* _EXERCISE 1_:
Answer these questions using the passage on Gutierrez's career:
(a) From which university did Gutierrez receive his B.S. in physics, and in what year?
(b) What made him choose Johns Hopkins University for graduate school?
(c) What technique does he use to produce the zinc oxide based material?

* _SOURCE PASSAGE_:
---*---

Gutierrez traces his first interest in science to folk tales his grandmother, who has Aztec ancestry, told him when he was young. The stories often involved astronomy, inspiring his dream of becoming an astrophysicist. The young Gutierrez also visited the laboratory of his aunt, a biochemist, and thought it would be neat to have his own lab one day.
He obtained a B.S. in physics from the University of Dallas in 1983, and then went on to graduate school at Johns Hopkins University in Baltimore, which he chose for its role as the headquarters of the Space Telescope Science Institute.
While in graduate school, Gutierrez changed his research specialty from astrophysics to materials physics. “I just wanted to know how everything worked. I was at that time very interested in the instrumentation, and I guess that's why I ended up doing what I do now in materials physics. The things I found were most interesting were things that dealt with observation and detection technology-- how satellites were constructed, how sensors were put together, how they measure the magnetic field in space and the radiation spectra, and all that kind of stuff. I found out that's the stuff that really fascinated me.”
Now a professor at Texas State University, San Marcos, Gutierrez has the opportunity to work on applied projects, collaborating with engineers and with industry. “A lot of what I do naturally crosses over to engineering, and engineering's just a form of applied physics,” he says, “I don't really see a very sharp boundary.”
Gutierrez's recent work has been on thin film materials and nanostructures. He's looking for materials with interesting properties potentially useful for various sensor applications. Describing one particular project, Gutierrez says, “One of my new fascinations is new zinc oxide based semiconductor materials, which are based on the same core material component that you typically see in sunscreen. People are now realizing that if you could manufacture thin films of the stuff and engineer it, that it could be a useful semiconductor for various applications.”
One method Gutierrez uses to produce the material is a technique called ion beam sputtering. “Sputtering is a lot like atomic billiards, where the ion beam comes in and actually knocks off atoms from the target,” he explains. The atoms are then deposited on a nearby wafer, producing a very thin film. Among other experiments with the material, Gutierrez has been trying to introduce dopants that can make the material magnetic.

---*---

* _EXERCISE 2_: Edit the records from the line with "Every instance of the blue surgical" through the end of the records, replacing "gets one point" with "receives one point" and keeping everything else the same. Give back only those lines.

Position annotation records
---*---

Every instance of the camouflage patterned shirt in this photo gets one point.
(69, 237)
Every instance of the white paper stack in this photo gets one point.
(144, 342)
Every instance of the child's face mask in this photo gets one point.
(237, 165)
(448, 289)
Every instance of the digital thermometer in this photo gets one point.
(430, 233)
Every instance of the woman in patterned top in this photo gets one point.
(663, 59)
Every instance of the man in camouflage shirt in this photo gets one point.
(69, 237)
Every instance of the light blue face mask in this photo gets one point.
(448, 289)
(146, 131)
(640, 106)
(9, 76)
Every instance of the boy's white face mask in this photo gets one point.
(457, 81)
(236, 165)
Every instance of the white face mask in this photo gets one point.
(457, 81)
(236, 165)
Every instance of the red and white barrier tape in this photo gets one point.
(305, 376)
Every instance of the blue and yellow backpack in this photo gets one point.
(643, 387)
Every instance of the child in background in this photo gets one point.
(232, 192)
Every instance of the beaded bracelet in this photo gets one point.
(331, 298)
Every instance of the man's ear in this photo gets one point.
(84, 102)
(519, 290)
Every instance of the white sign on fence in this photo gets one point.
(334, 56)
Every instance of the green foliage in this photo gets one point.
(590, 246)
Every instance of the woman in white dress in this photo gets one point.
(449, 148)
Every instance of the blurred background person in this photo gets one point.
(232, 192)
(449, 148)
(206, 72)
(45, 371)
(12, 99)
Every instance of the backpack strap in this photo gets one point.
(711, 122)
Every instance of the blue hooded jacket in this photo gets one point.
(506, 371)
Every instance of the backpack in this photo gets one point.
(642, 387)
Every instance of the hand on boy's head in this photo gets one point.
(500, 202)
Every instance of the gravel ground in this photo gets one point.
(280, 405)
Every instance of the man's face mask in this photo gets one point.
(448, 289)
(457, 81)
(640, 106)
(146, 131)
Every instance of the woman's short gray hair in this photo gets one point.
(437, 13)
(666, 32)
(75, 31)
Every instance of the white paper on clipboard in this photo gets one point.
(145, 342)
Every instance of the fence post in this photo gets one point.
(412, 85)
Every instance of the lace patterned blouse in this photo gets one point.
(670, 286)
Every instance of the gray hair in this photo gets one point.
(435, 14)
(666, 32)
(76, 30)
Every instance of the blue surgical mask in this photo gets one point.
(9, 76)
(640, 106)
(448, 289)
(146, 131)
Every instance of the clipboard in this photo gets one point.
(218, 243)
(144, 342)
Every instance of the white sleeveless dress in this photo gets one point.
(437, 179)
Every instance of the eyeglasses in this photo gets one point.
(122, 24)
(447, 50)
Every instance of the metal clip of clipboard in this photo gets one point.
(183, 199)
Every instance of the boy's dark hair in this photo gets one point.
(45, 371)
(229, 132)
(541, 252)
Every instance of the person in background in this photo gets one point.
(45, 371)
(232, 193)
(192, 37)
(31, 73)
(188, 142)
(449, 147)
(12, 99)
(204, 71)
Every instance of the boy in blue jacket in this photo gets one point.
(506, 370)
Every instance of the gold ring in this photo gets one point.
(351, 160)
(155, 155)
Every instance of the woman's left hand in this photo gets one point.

---*---

* _FULL OUTPUT 1_:
(a) The University of Dallas, in 1983.
(b) Its role as the headquarters of the Space Telescope Science Institute.
(c) Ion beam sputtering.

* _FULL OUTPUT 2_:
Every instance of the blue surgical mask in this photo receives one point.
(9, 76)
(640, 106)
(448, 289)
(146, 131)
Every instance of the clipboard in this photo receives one point.
(218, 243)
(144, 342)
Every instance of the white sleeveless dress in this photo receives one point.
(437, 179)
Every instance of the eyeglasses in this photo receives one point.
(122, 24)
(447, 50)
Every instance of the metal clip of clipboard in this photo receives one point.
(183, 199)
Every instance of the boy's dark hair in this photo receives one point.
(45, 371)
(229, 132)
(541, 252)
Every instance of the person in background in this photo receives one point.
(45, 371)
(232, 193)
(192, 37)
(31, 73)
(188, 142)
(449, 147)
(12, 99)
(204, 71)
Every instance of the boy in blue jacket in this photo receives one point.
(506, 370)
Every instance of the gold ring in this photo receives one point.
(351, 160)
(155, 155)
Every instance of the woman's left hand in this photo receives one point.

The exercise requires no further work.